Task instructions: Lay out the records below, from the line containing "Objective — one pin per instance of the brown" through their end, as a Markdown table with the columns Row and Line. Give each non-blank line its own row, numbered in order.

Records:

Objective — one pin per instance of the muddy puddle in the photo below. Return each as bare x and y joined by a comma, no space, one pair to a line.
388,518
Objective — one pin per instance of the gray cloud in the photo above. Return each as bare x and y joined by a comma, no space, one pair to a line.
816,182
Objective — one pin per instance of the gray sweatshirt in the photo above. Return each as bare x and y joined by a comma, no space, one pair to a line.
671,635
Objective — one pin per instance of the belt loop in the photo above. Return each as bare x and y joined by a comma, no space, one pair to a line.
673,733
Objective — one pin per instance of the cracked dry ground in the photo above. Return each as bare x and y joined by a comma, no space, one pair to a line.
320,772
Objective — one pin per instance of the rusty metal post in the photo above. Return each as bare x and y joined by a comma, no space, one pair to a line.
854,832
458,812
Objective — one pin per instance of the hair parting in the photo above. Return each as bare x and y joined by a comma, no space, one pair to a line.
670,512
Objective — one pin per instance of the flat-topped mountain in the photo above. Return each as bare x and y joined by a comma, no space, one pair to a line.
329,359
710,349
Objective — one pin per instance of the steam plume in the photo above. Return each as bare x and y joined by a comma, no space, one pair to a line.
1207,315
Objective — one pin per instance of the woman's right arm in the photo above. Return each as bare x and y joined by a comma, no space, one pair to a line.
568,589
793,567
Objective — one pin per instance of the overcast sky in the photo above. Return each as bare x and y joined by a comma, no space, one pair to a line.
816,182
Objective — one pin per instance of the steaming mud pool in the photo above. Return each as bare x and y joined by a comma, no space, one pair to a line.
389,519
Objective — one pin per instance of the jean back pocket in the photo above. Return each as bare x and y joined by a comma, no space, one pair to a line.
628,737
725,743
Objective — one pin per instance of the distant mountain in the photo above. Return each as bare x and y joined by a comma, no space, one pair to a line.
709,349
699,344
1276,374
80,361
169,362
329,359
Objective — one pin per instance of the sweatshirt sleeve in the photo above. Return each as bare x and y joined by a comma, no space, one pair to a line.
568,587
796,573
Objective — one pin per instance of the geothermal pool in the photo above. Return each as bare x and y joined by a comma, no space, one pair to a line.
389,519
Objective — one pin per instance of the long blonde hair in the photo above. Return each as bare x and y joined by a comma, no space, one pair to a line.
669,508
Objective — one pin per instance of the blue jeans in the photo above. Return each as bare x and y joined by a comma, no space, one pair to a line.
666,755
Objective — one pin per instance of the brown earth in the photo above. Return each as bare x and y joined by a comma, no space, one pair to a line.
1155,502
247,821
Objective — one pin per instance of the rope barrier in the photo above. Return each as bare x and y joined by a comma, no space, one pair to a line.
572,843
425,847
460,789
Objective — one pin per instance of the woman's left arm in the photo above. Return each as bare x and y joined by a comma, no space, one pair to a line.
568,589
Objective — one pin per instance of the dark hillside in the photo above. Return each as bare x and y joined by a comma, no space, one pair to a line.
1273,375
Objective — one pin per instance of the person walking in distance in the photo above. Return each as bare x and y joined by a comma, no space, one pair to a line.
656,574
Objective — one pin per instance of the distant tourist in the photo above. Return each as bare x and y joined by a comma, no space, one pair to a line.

Solution for this task:
| Row | Line |
|---|---|
| 1 | Objective — one pin per instance of the brown earth in the photo above. Return each as bare x and y joined by a comma, no space, one pair to a line. |
| 2 | 1155,502 |
| 3 | 247,821 |
| 4 | Objective — one pin per instance of the rope barrier in the photo above. Return each as bare x and y joined by a comma, no space, one pair to a line. |
| 5 | 572,843 |
| 6 | 425,847 |
| 7 | 460,789 |
| 8 | Objective — one pin per instance of the woman's left arm in the photo above. Return each as bare x and y joined by a comma, no space, one pair to a line. |
| 9 | 568,589 |
| 10 | Objective — one pin per instance of the dark hillside in the photo above. Return each as bare x and y joined by a comma, no space, one pair to a line. |
| 11 | 1273,375 |
| 12 | Objective — one pin per instance of the person walking in distance in the photo above. Return each as bare x and y joined by a comma, no space, one pair to a line. |
| 13 | 656,574 |
| 14 | Objective — one pin per instance of the distant tourist in the photo above. Return each as bare x and y joined by a comma, no space, one pair to a line. |